::: Records for the task :::

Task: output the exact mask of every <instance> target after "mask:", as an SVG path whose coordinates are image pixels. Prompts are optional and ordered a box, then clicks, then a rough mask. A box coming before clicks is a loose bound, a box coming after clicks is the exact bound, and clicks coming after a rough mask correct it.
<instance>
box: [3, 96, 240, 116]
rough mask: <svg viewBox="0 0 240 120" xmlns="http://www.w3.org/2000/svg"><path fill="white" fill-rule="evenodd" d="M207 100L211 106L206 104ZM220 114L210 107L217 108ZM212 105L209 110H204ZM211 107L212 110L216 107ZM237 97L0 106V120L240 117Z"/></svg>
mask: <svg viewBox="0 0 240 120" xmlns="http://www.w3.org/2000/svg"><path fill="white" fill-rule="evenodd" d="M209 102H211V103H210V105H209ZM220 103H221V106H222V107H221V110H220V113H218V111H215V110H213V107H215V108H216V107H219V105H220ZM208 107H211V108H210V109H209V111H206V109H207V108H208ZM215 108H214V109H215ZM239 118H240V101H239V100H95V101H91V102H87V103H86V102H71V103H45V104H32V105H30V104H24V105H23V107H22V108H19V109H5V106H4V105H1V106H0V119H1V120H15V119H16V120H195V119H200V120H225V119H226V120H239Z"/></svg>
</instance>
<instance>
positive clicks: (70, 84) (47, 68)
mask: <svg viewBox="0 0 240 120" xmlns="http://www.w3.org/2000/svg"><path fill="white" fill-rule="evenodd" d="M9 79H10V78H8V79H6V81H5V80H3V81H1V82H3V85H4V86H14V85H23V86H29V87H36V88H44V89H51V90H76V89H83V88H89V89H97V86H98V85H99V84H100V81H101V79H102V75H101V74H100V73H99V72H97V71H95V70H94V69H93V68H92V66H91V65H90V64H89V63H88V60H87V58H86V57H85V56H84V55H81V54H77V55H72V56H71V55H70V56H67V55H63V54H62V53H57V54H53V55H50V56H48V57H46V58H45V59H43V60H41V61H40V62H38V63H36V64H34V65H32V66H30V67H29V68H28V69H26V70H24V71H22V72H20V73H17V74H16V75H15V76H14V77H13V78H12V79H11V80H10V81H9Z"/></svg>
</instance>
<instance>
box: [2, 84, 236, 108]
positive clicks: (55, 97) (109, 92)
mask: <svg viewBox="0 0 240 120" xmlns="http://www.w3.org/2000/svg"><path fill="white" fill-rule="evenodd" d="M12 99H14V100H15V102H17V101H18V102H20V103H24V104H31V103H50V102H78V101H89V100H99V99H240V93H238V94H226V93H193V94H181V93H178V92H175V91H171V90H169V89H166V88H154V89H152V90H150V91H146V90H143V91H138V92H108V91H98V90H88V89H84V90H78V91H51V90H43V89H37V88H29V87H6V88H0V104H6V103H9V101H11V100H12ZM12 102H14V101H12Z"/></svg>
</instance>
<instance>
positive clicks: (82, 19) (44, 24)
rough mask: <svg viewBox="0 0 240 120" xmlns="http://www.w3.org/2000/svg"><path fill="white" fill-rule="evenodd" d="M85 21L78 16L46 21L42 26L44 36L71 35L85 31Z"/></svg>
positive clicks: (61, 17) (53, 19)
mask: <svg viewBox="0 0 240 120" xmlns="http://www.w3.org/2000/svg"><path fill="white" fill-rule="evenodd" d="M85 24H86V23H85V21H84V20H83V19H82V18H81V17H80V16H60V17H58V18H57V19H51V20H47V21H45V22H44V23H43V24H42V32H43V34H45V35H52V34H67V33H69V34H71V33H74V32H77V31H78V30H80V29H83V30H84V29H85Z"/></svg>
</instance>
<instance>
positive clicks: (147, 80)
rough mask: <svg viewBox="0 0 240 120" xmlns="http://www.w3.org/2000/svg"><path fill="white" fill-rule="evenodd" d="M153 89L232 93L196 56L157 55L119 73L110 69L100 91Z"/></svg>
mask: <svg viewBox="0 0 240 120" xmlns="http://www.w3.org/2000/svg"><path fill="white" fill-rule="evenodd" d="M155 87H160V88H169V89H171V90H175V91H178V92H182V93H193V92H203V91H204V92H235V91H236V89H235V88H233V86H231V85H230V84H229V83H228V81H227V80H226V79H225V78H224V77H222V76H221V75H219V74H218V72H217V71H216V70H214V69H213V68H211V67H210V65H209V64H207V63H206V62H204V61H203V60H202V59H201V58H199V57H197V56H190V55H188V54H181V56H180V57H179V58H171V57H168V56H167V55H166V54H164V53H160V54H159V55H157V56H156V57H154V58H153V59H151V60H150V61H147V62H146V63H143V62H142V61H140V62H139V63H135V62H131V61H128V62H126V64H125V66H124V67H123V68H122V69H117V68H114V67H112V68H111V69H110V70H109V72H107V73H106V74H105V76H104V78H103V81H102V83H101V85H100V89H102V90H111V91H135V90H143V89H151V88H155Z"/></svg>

:::

◆ **What you are asked to do**: The full listing must be retyped precisely, with no line left out.

◆ **Output for this exercise**:
Task: output the exact mask of every <instance> target after "mask:", as an SVG path whose coordinates are image pixels. Prompts are optional and ordered a box, then clicks, then a rough mask. A box coming before clicks is a loose bound, a box coming after clicks is the exact bound, and clicks coming after a rough mask correct it.
<instance>
box: [3, 96, 240, 116]
rough mask: <svg viewBox="0 0 240 120" xmlns="http://www.w3.org/2000/svg"><path fill="white" fill-rule="evenodd" d="M207 100L211 106L206 104ZM220 114L210 107L217 108ZM212 105L209 110H204ZM211 107L212 110L216 107ZM237 97L0 106V120L240 117Z"/></svg>
mask: <svg viewBox="0 0 240 120" xmlns="http://www.w3.org/2000/svg"><path fill="white" fill-rule="evenodd" d="M209 102H211V103H210V105H209ZM220 103H221V106H222V107H221V110H220V113H218V111H215V110H213V107H215V108H216V107H219V105H220ZM208 107H211V108H210V109H209V111H206V109H207V108H208ZM215 108H214V109H215ZM239 118H240V101H239V100H95V101H91V102H87V103H86V102H71V103H45V104H32V105H30V104H24V105H23V107H22V108H19V109H5V106H4V105H1V106H0V119H1V120H15V119H16V120H195V119H200V120H225V119H226V120H239Z"/></svg>
</instance>
<instance>
positive clicks: (70, 84) (47, 68)
mask: <svg viewBox="0 0 240 120" xmlns="http://www.w3.org/2000/svg"><path fill="white" fill-rule="evenodd" d="M9 79H10V78H8V79H6V81H5V80H3V81H1V82H3V85H4V86H14V85H23V86H29V87H36V88H44V89H51V90H76V89H83V88H89V89H97V86H98V85H99V84H100V81H101V79H102V75H101V74H100V73H99V72H97V71H95V70H94V69H93V68H92V66H91V65H90V64H89V63H88V60H87V58H86V57H85V56H84V55H81V54H77V55H72V56H71V55H70V56H67V55H63V54H62V53H57V54H53V55H50V56H48V57H46V58H45V59H43V60H41V61H40V62H38V63H36V64H34V65H32V66H30V67H29V68H28V69H26V70H24V71H22V72H20V73H17V74H16V75H15V76H14V77H13V78H12V79H11V80H10V81H9Z"/></svg>
</instance>
<instance>
box: [2, 84, 236, 108]
positive clicks: (55, 97) (109, 92)
mask: <svg viewBox="0 0 240 120" xmlns="http://www.w3.org/2000/svg"><path fill="white" fill-rule="evenodd" d="M12 99H14V100H15V102H17V101H18V102H20V103H24V104H31V103H50V102H78V101H89V100H99V99H240V93H238V94H226V93H193V94H181V93H178V92H175V91H171V90H169V89H166V88H154V89H152V90H150V91H146V90H143V91H138V92H108V91H98V90H88V89H84V90H78V91H51V90H43V89H37V88H29V87H6V88H0V104H6V103H9V101H11V100H12ZM12 102H14V101H12Z"/></svg>
</instance>
<instance>
positive clicks: (82, 19) (44, 24)
rough mask: <svg viewBox="0 0 240 120" xmlns="http://www.w3.org/2000/svg"><path fill="white" fill-rule="evenodd" d="M85 21L78 16L46 21L42 26L44 36L71 35L85 31Z"/></svg>
positive clicks: (61, 17) (53, 19)
mask: <svg viewBox="0 0 240 120" xmlns="http://www.w3.org/2000/svg"><path fill="white" fill-rule="evenodd" d="M85 24H86V23H85V21H84V20H83V19H82V18H81V17H80V16H60V17H58V18H57V19H51V20H47V21H45V22H44V23H43V24H42V32H43V34H45V35H52V34H67V33H69V34H71V33H74V32H77V31H78V30H80V29H83V30H84V29H85Z"/></svg>
</instance>
<instance>
positive clicks: (147, 80)
rough mask: <svg viewBox="0 0 240 120" xmlns="http://www.w3.org/2000/svg"><path fill="white" fill-rule="evenodd" d="M153 89L232 93L196 56L157 55L119 73L110 69L100 91Z"/></svg>
mask: <svg viewBox="0 0 240 120" xmlns="http://www.w3.org/2000/svg"><path fill="white" fill-rule="evenodd" d="M155 87H160V88H169V89H171V90H175V91H178V92H182V93H193V92H203V91H204V92H235V91H236V89H235V88H233V86H231V85H230V84H229V83H228V81H227V80H226V79H225V78H224V77H222V76H221V75H219V74H218V72H217V71H216V70H214V69H213V68H211V67H210V65H209V64H207V63H206V62H204V61H203V60H202V59H201V58H199V57H197V56H190V55H188V54H181V56H180V57H179V58H171V57H168V56H167V55H166V54H164V53H160V54H159V55H157V56H156V57H154V58H153V59H151V60H150V61H147V62H146V63H143V62H142V61H140V62H139V63H135V62H131V61H128V62H126V64H125V66H124V67H123V68H122V69H117V68H114V67H112V68H111V69H110V70H109V72H107V73H106V74H105V76H104V78H103V81H102V83H101V85H100V89H102V90H111V91H135V90H143V89H151V88H155Z"/></svg>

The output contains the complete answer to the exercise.